Objectives:
(1) Please copy the stretch of the post on David Laws from "Back in the" through "overcome was power." word for word.
(2) For the post on David Laws, decide whether each statement agrees with it: (a) the writer re-read the book before writing; (b) Laws referred himself to the Parliamentary Commissioner for Standards; (c) the rental sums came to £700-950 a month. Answer yes or no for each, quoting the words that decide it.
START Excerpt to read
Sunday 30 May 2010

Money, sex and power

Back in the early 1980s, a book called Money, Sex and Power was doing the rounds in evangelical church communities. It took as its starting point the monastic vows of poverty, chastity and obedience, and argued that these were a response to the three greatest temptations of life in the secular world. It also (and bear in mind I read this about thirty years ago, and don't intend to obtain and re-read it now) argued that the most difficult temptation of the three to overcome was power.

I'm still very, very angry at the treatment meted out to David Laws over the last few days. I'm not part of the Orange Book tendency within the Liberal Democrats that is exemplified by Laws, one of the book's editors. But as his performance at the dispatch box (hat tip Pretendy Liberal) last week showed, he's a talented performer with a first class mind, and a strong member of the Liberal Democrat parliamentary team.

The Laws 'scandal' as reported in the media centres around the first two of the three temptations - money and sex. It's been argued by enemies of the Liberal Democrats that Laws, the MP for Yeovil in Somerset, was 'ripping off' the taxpayer by claiming rental expenses for accommodation in London with someone he wasn't prepared to acknowledge as his partner. At the time of writing, the extent to which any rules were broken by this arrangement are subject to a ruling by the Parliamentary Commissioner for Standards, to whom Laws referred himself.

Ironically, the sums involved - £700-950 a month - were small in the context of London property rental prices. Aggregated over nine years they amount to the much more shocking-sounding "tens of thousands of pounds" quoted by the Daily Telegraph (no, I'm not going to link to them, on principle) - but then so would most people's housing costs. And the owners of the Telegraph, the reclusive billionaire Barclay brothers, wouldn't notice tens of thousands of pounds if it fell on their heads.
END Excerpt to read
START Material
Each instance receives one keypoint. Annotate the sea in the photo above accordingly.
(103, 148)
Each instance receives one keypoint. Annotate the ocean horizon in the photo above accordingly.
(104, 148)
END Material
Per-task answers:
(1)
Back in the early 1980s, a book called Money, Sex and Power was doing the rounds in evangelical church communities. It took as its starting point the monastic vows of poverty, chastity and obedience, and argued that these were a response to the three greatest temptations of life in the secular world. It also (and bear in mind I read this about thirty years ago, and don't intend to obtain and re-read it now) argued that the most difficult temptation of the three to overcome was power.

(2)
(a) No: "don't intend to obtain and re-read it now"
(b) Yes: "the Parliamentary Commissioner for Standards, to whom Laws referred himself"
(c) Yes: "£700-950 a month"